SIMILARLY NONIDEAL: SHARED STRATEGIES IN HUMAN AND ARTIFICIAL VISUAL INFERENCE

Most work in Neuro-AI focuses on matching the performance of biological systems in behaviorally relevant tasks while comparing how computations are implemented in biological and artificial agents. Less explored are the strategies emerging from such implementations, which can reveal the algorithmic fit of a learning system to specific task demands.
We use a visual version of the planted clique problem (PCP), a theoretical computer science problem with known theoretical performance bounds. We tested humans, deep neural networks (DNNs), and a family of Bayesian ideal observers (IOs) that solve the task by attending to the graph’s degree distribution or the spatial correlations of its adjacency matrix. Comparing humans, DNNs and IOs with the problem’s bounds and analyzing their behavioral patterns reveals three performance regimes. Among DNNs, the most flexible and structurally agnostic system performs worst. In contrast, agents biased towards local spatial correlations – such as humans and certain DNNs – achieve intermediate performance, matched by the correlation observer, confirming a shared visual-correlation strategy. Only IOs that attend to the degree distribution approach the computational bound defined by the performance of the best known algorithm (Approximate Message Passing, AMP).

====

> QUESTIONS:
1 – In the abstract, which algorithm's performance defines the computational bound?
2 – Please say whether each statement agrees with the abstract, answering yes or no and quoting the words that decide it: (a) Among DNNs, the most flexible and structurally agnostic system performs best. (b) The correlation observer matches the intermediate performance of humans and certain DNNs. (c) The study tested humans, DNNs, and a family of Bayesian ideal observers.
3 – Extend the abstract with a few more sentences, starting after its last sentence.

[Collection of entries]
====

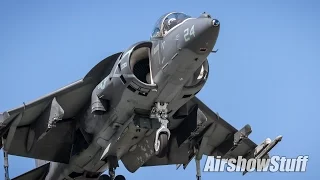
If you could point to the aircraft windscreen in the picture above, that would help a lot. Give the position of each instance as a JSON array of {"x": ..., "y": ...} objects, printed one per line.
[{"x": 167, "y": 22}]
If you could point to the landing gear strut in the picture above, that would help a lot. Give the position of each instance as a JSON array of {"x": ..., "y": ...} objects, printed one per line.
[{"x": 160, "y": 111}]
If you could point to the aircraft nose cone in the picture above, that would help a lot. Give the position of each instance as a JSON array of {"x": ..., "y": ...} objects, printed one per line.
[{"x": 215, "y": 22}]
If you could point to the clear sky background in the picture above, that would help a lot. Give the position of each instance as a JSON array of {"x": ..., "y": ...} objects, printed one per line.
[{"x": 266, "y": 72}]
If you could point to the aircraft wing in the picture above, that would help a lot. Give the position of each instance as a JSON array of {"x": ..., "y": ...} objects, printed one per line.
[
  {"x": 38, "y": 173},
  {"x": 203, "y": 132},
  {"x": 43, "y": 129}
]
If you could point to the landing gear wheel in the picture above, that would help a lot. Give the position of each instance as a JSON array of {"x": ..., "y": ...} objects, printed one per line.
[
  {"x": 104, "y": 177},
  {"x": 120, "y": 177},
  {"x": 162, "y": 145}
]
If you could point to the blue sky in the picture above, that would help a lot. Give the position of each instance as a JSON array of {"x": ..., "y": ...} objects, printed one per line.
[{"x": 266, "y": 72}]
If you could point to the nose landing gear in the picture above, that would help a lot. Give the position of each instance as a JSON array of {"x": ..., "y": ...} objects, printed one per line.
[{"x": 160, "y": 111}]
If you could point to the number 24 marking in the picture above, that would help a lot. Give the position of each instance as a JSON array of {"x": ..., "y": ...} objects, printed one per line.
[{"x": 188, "y": 33}]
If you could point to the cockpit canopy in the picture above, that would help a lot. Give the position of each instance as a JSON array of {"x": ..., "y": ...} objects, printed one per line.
[{"x": 167, "y": 22}]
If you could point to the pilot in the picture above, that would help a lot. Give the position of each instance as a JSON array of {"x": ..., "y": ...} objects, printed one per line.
[{"x": 169, "y": 23}]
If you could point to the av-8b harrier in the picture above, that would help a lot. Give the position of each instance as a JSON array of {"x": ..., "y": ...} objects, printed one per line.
[{"x": 138, "y": 106}]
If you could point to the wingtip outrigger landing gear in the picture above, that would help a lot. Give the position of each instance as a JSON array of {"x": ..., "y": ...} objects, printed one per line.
[
  {"x": 160, "y": 111},
  {"x": 113, "y": 164}
]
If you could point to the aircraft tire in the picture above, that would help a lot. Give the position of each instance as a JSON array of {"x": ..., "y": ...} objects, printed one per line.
[
  {"x": 119, "y": 177},
  {"x": 104, "y": 177},
  {"x": 163, "y": 138}
]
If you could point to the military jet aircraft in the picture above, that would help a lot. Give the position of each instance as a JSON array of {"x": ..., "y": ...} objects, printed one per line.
[{"x": 138, "y": 106}]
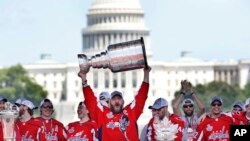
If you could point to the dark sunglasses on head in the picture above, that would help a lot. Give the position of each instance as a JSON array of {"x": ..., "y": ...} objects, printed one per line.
[
  {"x": 47, "y": 107},
  {"x": 218, "y": 104},
  {"x": 186, "y": 106}
]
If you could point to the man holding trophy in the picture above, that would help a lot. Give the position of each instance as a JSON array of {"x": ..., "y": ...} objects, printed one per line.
[{"x": 117, "y": 123}]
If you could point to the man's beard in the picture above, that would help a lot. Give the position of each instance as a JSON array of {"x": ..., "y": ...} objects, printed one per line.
[{"x": 112, "y": 107}]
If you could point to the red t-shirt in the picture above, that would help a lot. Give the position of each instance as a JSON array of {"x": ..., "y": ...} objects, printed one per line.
[
  {"x": 28, "y": 130},
  {"x": 82, "y": 131},
  {"x": 214, "y": 129},
  {"x": 175, "y": 119},
  {"x": 51, "y": 130}
]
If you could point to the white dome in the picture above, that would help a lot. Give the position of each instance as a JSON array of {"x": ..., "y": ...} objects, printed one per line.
[{"x": 100, "y": 4}]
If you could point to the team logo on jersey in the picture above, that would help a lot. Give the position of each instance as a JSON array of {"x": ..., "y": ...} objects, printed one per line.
[
  {"x": 124, "y": 122},
  {"x": 110, "y": 115},
  {"x": 209, "y": 127},
  {"x": 71, "y": 130}
]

====

> RESPONSE LIST:
1 – Approximate Message Passing (AMP).

2 –
(a) No: "Among DNNs, the most flexible and structurally agnostic system performs worst."
(b) Yes: "achieve intermediate performance, matched by the correlation observer"
(c) Yes: "We tested humans, deep neural networks (DNNs), and a family of Bayesian ideal observers (IOs)"

3 –
These results show how structural biases and priors shape the algorithmic capacities of humans and DNNs in visual inference and how some classes of problems remain inherently difficult to tackle with machine learning approaches. The PCP provides a rigorous framework for studying visual inference from an algorithmic perspective and, going forward, could serve as a testbed for aligning biological and artificial systems.